→ **Stated exercise**:
Answer these questions using the comment on Quantum Immortality below, numbering your answers to match.
1. According to the summary, what does the writer's theory say the writer would experience when trying to catch a terminal-velocity bowling ball with their face?
2. What upper limit does the writer guess for the number of worlds produced by splitting events?
3. How long is the bowling-alley walk used as an example in point 3?

→ **Selected text**:
━━━
Comment author: Algernoq 07 December 2015 07:52:54AM *  2 points [-]

Thanks for the criticism.

summary: If, hypothetically, I tried to catch a terminal-velocity bowling ball with my face, your theory says I would experience the bowling ball doing nonfatal damage and then stopping just before killing me, and my theory says I would experience changing my mind and getting out of the way of the bowling ball. It looks like our key disagreement is whether Quantum Immortality only operates over short timescales. You say it only acts in an instant, and I say it acts over long time intervals as well.

longer argument: I'm not convinced by your argument yet. Specifically:

1) I agree that two worlds may be very similar or very different or many places in between. However, my consciousness observes exactly one world at once. Do we have a disagreement about reality, or only about word definitions?

2) I agree that splitting events produce massive numbers of worlds (I have no idea how many, but I'm guessing no more than the volume of the Universe divided by the cube of the Planck length). Does this invalidate my argument (that I'll live forever without appearing to get lucky)?

3) I agree that the likelihoods are a sum over various paths whose magnitude ranges from approximately 1 to approximately 0. I also agree with your intuition that if I ended up in a situation with a high-velocity bowling ball partially inside my head then my survival paths are much much less likely than my death paths. However, my argument is that Quantum Immortality works backward in time, if that makes sense. For example, consider all the ways I can walk through a bowling alley -- a 10-minute-long time interval. Quantum Immortality means I will not experience death during that 10 minutes. Looking at all of the different worlds in which I don't die in the bowling alley, it's most probable I'll find myself in one where I walk safely and nothing weird happens, and really really improbable that I'll throw a bowling ball straight up in the air and then try to catch it with my face and then have the bowling ball spontaneously lose its momentum right before impact. This looks like where we disagree. This is clearer in your next point...
━━━
Source records
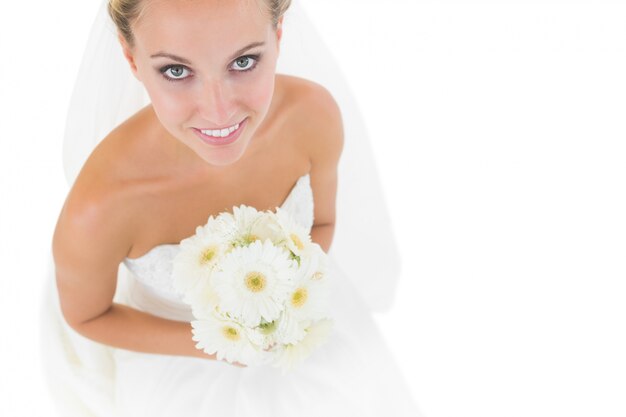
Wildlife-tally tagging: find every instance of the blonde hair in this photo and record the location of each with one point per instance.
(125, 12)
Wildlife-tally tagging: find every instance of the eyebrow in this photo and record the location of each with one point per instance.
(186, 61)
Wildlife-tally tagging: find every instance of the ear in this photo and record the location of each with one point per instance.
(128, 55)
(279, 29)
(279, 32)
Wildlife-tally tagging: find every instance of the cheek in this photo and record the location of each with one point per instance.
(258, 94)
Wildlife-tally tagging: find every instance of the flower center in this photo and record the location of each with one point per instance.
(267, 327)
(296, 240)
(231, 333)
(207, 255)
(299, 297)
(255, 281)
(249, 238)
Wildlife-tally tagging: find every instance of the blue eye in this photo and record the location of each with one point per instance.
(245, 63)
(176, 72)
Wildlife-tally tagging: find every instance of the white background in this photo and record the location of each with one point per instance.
(499, 132)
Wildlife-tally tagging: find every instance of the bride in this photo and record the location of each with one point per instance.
(222, 128)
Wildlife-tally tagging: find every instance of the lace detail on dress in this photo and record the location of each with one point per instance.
(153, 271)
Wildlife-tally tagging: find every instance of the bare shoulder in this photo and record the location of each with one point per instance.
(95, 227)
(315, 116)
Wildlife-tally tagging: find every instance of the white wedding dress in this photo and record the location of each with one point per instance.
(353, 374)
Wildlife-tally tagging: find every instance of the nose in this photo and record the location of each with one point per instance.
(215, 103)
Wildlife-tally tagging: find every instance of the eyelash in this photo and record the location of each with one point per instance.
(255, 58)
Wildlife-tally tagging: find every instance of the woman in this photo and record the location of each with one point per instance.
(222, 129)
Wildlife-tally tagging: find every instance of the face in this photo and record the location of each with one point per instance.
(209, 69)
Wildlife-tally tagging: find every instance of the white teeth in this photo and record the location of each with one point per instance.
(221, 133)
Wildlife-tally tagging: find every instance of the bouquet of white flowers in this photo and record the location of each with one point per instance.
(257, 288)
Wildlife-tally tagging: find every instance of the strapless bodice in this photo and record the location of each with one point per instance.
(150, 286)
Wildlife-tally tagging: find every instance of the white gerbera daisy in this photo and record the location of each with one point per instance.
(196, 259)
(296, 237)
(247, 225)
(287, 356)
(309, 299)
(253, 282)
(226, 338)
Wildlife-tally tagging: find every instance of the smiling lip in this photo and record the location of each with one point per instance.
(213, 140)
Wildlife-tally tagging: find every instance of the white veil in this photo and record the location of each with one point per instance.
(106, 93)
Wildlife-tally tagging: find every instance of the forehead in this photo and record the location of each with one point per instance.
(183, 23)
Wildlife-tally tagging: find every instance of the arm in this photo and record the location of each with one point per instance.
(91, 238)
(324, 139)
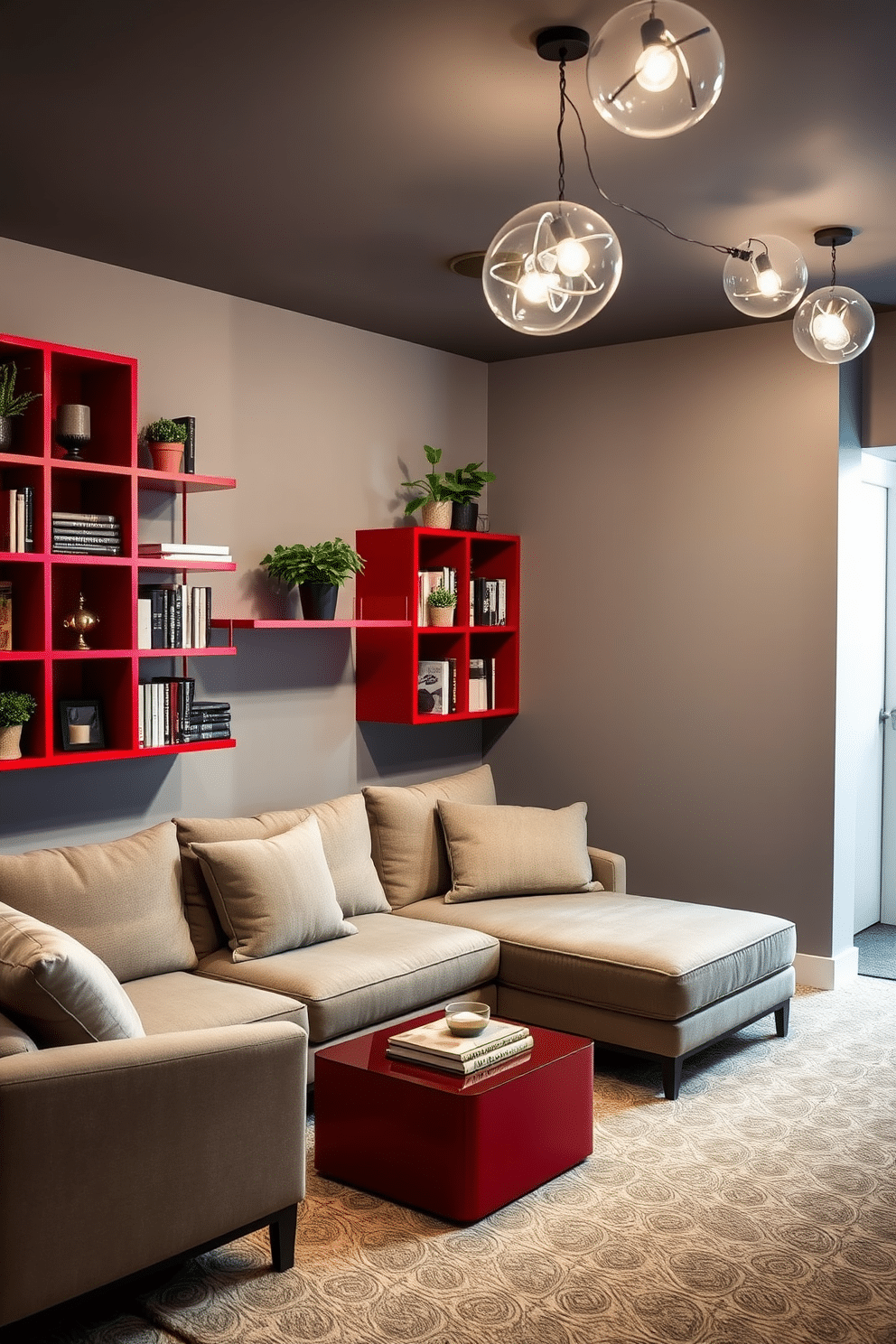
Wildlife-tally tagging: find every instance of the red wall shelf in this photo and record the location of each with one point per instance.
(44, 585)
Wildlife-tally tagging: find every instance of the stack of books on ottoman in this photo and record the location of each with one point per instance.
(434, 1046)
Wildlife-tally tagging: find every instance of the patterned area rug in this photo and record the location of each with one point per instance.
(760, 1209)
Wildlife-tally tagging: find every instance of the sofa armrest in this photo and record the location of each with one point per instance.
(609, 868)
(118, 1154)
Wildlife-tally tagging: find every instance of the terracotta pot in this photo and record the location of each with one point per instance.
(437, 514)
(10, 742)
(167, 457)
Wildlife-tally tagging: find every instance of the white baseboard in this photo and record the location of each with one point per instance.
(826, 972)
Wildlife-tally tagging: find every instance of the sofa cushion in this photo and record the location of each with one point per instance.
(637, 955)
(187, 1002)
(407, 842)
(121, 900)
(391, 966)
(347, 845)
(275, 894)
(58, 989)
(515, 851)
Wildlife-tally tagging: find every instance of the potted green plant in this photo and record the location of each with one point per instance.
(317, 572)
(16, 708)
(167, 441)
(466, 485)
(11, 402)
(441, 606)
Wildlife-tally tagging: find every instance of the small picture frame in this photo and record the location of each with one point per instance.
(80, 724)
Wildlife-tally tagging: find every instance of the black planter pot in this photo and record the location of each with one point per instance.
(463, 517)
(319, 601)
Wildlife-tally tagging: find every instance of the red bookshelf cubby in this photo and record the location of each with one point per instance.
(44, 586)
(387, 658)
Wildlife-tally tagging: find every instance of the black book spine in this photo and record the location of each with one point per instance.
(190, 443)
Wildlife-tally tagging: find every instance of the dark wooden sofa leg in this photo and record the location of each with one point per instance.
(672, 1077)
(782, 1019)
(283, 1238)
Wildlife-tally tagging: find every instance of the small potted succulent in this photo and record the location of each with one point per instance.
(441, 605)
(317, 572)
(16, 708)
(11, 404)
(167, 441)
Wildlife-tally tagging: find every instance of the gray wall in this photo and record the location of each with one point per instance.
(319, 424)
(678, 509)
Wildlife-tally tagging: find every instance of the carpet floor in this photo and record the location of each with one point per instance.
(758, 1209)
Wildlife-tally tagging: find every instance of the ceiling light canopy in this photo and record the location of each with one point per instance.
(833, 324)
(656, 69)
(764, 275)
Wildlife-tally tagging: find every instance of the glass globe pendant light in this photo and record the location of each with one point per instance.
(833, 324)
(656, 69)
(555, 265)
(764, 275)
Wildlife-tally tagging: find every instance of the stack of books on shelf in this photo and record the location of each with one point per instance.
(481, 686)
(86, 534)
(434, 1047)
(173, 616)
(171, 554)
(488, 601)
(16, 519)
(437, 686)
(427, 581)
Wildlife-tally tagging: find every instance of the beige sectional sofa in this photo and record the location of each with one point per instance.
(228, 952)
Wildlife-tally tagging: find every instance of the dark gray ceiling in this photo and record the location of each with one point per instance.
(331, 159)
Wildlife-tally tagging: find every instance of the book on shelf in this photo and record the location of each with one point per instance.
(190, 443)
(437, 686)
(5, 616)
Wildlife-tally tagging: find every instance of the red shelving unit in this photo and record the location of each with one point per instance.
(46, 586)
(387, 658)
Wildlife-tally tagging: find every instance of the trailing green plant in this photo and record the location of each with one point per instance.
(15, 707)
(10, 404)
(460, 487)
(325, 562)
(443, 597)
(167, 432)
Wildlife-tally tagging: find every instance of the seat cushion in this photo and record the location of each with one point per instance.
(515, 851)
(57, 989)
(347, 845)
(407, 842)
(120, 900)
(391, 966)
(183, 1002)
(273, 894)
(636, 955)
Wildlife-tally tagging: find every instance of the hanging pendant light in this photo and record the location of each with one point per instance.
(656, 69)
(555, 265)
(833, 324)
(764, 275)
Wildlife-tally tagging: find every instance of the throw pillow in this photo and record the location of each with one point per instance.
(407, 842)
(516, 851)
(121, 900)
(58, 989)
(273, 895)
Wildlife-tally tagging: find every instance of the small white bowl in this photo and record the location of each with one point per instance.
(466, 1018)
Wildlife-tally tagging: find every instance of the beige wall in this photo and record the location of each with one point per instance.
(314, 421)
(678, 509)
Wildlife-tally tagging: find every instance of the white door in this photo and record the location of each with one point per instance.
(876, 690)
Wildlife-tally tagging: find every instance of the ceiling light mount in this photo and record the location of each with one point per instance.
(562, 43)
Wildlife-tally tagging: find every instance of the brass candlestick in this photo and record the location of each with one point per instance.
(82, 621)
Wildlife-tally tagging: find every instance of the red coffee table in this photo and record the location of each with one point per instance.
(454, 1147)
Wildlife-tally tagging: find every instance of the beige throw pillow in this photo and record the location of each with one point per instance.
(516, 851)
(407, 842)
(273, 895)
(58, 989)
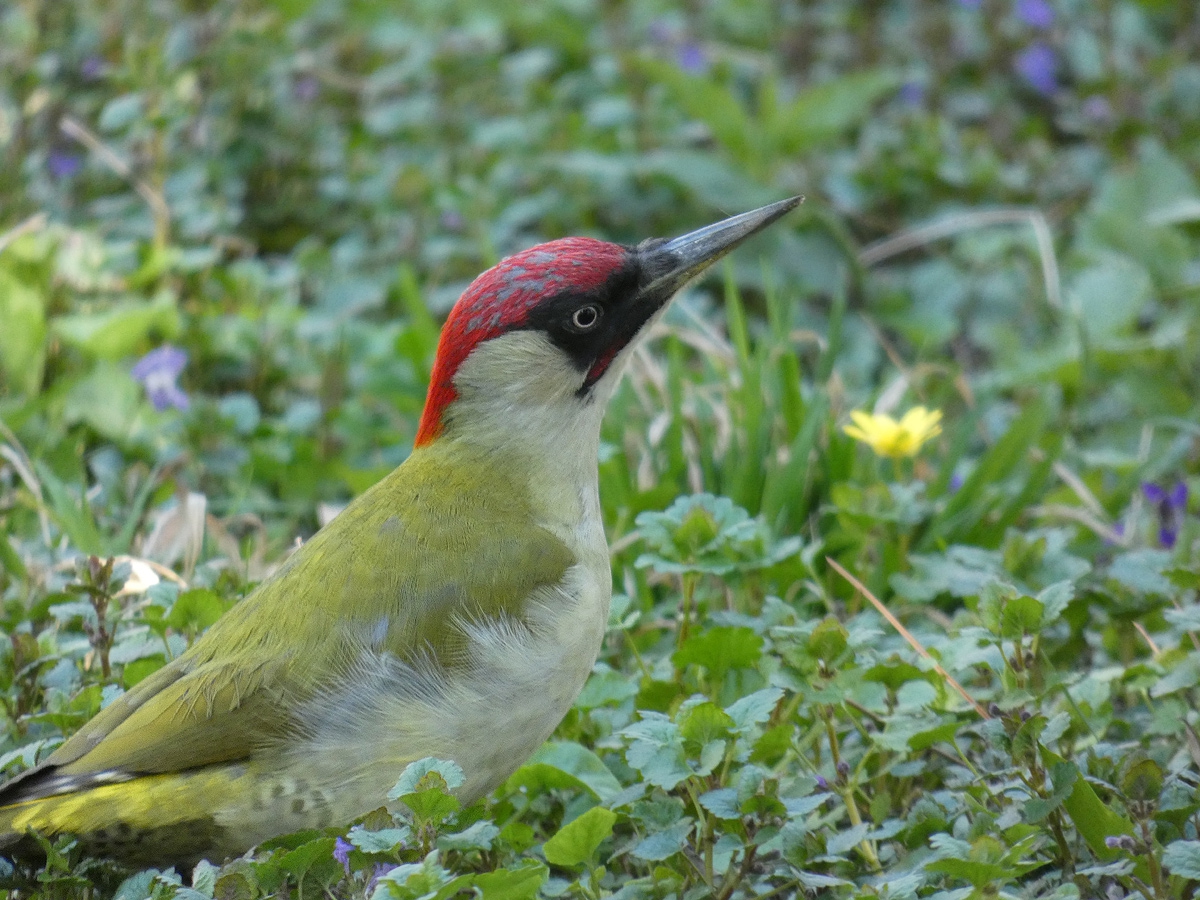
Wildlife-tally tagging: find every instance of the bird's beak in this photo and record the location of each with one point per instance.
━━━
→ **Answer to this exercise**:
1. Changing their mind and getting out of the way of the bowling ball.
2. The volume of the Universe divided by the cube of the Planck length.
3. 10 minutes.